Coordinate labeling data

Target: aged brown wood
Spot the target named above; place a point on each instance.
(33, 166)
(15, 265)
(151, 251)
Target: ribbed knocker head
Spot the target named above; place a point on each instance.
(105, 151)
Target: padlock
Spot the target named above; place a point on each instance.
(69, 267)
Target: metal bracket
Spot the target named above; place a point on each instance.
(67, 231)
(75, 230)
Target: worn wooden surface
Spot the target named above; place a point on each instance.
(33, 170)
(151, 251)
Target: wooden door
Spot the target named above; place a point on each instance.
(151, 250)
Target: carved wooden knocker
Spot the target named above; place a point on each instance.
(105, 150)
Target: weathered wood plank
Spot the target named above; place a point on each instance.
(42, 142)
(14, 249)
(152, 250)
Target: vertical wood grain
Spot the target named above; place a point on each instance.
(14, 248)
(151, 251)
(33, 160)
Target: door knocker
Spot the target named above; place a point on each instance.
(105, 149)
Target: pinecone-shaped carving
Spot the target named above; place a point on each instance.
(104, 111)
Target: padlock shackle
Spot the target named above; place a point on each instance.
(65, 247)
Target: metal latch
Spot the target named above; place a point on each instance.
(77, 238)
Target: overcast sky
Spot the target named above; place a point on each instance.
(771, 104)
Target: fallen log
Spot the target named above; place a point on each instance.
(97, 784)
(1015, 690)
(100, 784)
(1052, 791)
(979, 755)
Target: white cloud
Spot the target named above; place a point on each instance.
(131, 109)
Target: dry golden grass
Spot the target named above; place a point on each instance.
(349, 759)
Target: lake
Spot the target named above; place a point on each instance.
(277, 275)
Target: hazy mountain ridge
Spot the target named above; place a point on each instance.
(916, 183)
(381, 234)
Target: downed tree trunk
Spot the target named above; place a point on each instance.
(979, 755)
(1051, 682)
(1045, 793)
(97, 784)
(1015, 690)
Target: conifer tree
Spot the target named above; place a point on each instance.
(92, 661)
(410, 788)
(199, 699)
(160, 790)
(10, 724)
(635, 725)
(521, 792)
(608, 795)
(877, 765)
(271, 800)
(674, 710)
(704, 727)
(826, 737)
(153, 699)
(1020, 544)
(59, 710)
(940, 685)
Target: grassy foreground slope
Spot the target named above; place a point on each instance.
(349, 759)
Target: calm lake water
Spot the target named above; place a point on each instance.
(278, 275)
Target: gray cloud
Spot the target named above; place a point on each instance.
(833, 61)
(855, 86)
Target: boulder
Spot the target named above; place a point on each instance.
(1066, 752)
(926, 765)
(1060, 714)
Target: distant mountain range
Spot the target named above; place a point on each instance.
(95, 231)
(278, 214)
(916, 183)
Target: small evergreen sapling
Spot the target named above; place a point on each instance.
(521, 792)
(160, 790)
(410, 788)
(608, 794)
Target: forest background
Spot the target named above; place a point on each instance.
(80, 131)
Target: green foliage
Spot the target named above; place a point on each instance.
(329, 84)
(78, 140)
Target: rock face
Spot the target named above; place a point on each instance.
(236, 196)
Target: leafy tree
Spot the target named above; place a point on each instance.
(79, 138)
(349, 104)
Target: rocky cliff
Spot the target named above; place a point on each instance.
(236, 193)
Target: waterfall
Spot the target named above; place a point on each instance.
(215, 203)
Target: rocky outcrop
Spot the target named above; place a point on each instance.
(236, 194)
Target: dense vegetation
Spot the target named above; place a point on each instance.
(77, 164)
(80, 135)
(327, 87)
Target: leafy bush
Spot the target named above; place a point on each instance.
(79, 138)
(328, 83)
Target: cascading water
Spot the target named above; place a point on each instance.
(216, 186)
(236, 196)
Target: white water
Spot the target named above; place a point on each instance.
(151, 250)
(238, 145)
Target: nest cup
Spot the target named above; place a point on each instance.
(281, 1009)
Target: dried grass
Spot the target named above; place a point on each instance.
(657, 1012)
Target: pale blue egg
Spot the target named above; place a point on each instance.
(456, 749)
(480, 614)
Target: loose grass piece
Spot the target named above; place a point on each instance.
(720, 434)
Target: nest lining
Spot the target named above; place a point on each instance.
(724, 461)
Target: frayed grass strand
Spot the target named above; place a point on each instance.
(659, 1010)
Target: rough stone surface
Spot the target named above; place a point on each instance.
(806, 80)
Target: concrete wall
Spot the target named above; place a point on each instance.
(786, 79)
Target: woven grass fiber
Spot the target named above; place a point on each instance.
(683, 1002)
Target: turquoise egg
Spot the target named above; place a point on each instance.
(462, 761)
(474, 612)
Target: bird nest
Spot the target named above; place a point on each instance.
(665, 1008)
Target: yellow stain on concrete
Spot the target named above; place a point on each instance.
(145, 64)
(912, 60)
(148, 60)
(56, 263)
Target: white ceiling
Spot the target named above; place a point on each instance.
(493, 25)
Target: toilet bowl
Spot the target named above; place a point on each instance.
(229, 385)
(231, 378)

What is expected:
Repeat each entry word for word.

Exercise result:
Target: aged brown wood
Spot the target named above; place a point on each instance.
(33, 166)
(15, 265)
(151, 251)
Target: ribbed knocker head
Spot the target named above; place a point on each instance.
(105, 151)
Target: padlock
Spot the target named above; place a point on each instance.
(69, 267)
Target: metal bracket
Spot the target named above; place a point on each instance.
(67, 231)
(75, 230)
Target: worn wooden surface
Spot the target named above; place a point on each instance.
(33, 170)
(151, 251)
Target: wooden door
Spot the target named above; place a point on each instance.
(151, 250)
Target: carved wooden knocker
Spot the target named above; place a point on each instance.
(105, 150)
Target: weathered wood plank
Spot the target named above; place a point on each instance.
(42, 142)
(14, 249)
(152, 250)
Target: vertical wood grain
Spot the target named above; place a point on each instance.
(14, 248)
(151, 251)
(33, 160)
Target: door knocker
Spot the target named above; place a point on each instance.
(105, 149)
Target: pinecone-shaped carving
Spot the target named above; place a point on each instance.
(104, 111)
Target: padlock shackle
Spot the target named above; place a point on each instance.
(65, 247)
Target: metal latch
Spot the target named above; place a point on each instance.
(77, 238)
Target: overcast sky
Spot the target named above; place a point on each instance.
(771, 104)
Target: fallen log
Spot the target named above; place a point on each instance.
(97, 784)
(1015, 690)
(100, 784)
(1052, 791)
(979, 755)
Target: white cloud
Spot the target named above; place a point on each instance.
(131, 109)
Target: dry golden grass
Spot the target named above; place a point on each instance.
(349, 759)
Target: lake
Spot the target named above; place a point on each instance.
(277, 275)
Target: hazy mountain ridge
Spot the target named above; place a point on each instance.
(916, 183)
(381, 234)
Target: downed tree trunk
Spot the target named above; place a point on each instance.
(979, 755)
(1051, 682)
(1045, 793)
(97, 784)
(1015, 690)
Target: conifer tree
Spot the target named above; place a point on each instance.
(92, 661)
(410, 788)
(199, 699)
(160, 790)
(10, 724)
(635, 725)
(521, 792)
(608, 795)
(877, 765)
(271, 800)
(674, 710)
(704, 727)
(826, 737)
(153, 699)
(1020, 544)
(59, 710)
(940, 685)
Target: grassy foreground slope
Spot the target named above; place a point on each instance.
(349, 759)
Target: calm lake water
Spot the target named above; place a point on each instance.
(278, 275)
Target: gray cloud
Spot the target named above; place a point on each instance.
(833, 61)
(855, 86)
Target: boulder
Spot the target named above; place a point on each instance.
(1066, 752)
(926, 765)
(1060, 714)
Target: distant mountain range
Spot the target named above; place a point on each instance.
(95, 231)
(278, 214)
(916, 183)
Target: small evergreen sapling
Spot the target named above; place a point on each instance.
(521, 792)
(160, 790)
(410, 788)
(608, 794)
Target: forest background
Spot the target named above; place a point on each instance.
(80, 131)
Target: green foliage
Spot the target named above; place a point on each instance.
(329, 84)
(78, 140)
Target: rock face
Spot the target named above; place a point on each instance.
(236, 196)
Target: leafy tree
Spot the target named above; place a point on each instance.
(79, 138)
(349, 104)
Target: rocky cliff
Spot the target named above; place a point on each instance.
(236, 193)
Target: waterfall
Spot the target named above; place a point on each instance.
(215, 203)
Target: rocky outcrop
Spot the target named above; place a point on each instance.
(236, 194)
Target: dense vegetation
Spot the target named above; place a point on each instance.
(77, 164)
(80, 135)
(327, 87)
Target: leafy bush
Spot the target named above; place a point on each instance.
(79, 138)
(328, 83)
Target: cascading water
Spot the target named above; place a point on each instance.
(216, 186)
(236, 196)
Target: white water
Spot the target named above; place a point on each instance.
(151, 250)
(238, 145)
Target: nest cup
Spot the target named above; place a point on each instance.
(281, 1009)
Target: dried grass
Spot the target named above; place a point on each instance.
(657, 1012)
Target: pale blue egg
Spot the target named above; place a point on each instance.
(456, 749)
(480, 614)
Target: loose grass piece
Spot the target named above; place a point on each instance.
(720, 434)
Target: nest lining
Spot the target named above; place a point on each instance.
(724, 461)
Target: frayed grass strand
Spot the target named above; place a point on each instance.
(659, 1010)
Target: rough stone surface
Spot the target named above; place a point on each instance.
(806, 80)
Target: concrete wall
Spot the target named above; place a point on each instance.
(786, 79)
Target: woven grass fiber
Spot the target named above; place a point on each instance.
(683, 1002)
Target: turquoise egg
Spot the target named above; place a point on each instance.
(462, 761)
(474, 612)
Target: bird nest
Spot the target named above; place a point on each instance.
(665, 1008)
Target: yellow stain on concrete
Spot the target named above; place a point on each instance.
(145, 64)
(912, 60)
(148, 60)
(56, 263)
Target: white ceiling
Spot the target named above; place a point on each instance.
(493, 25)
Target: toilet bowl
Spot the target named above; place a point on each instance.
(229, 385)
(231, 378)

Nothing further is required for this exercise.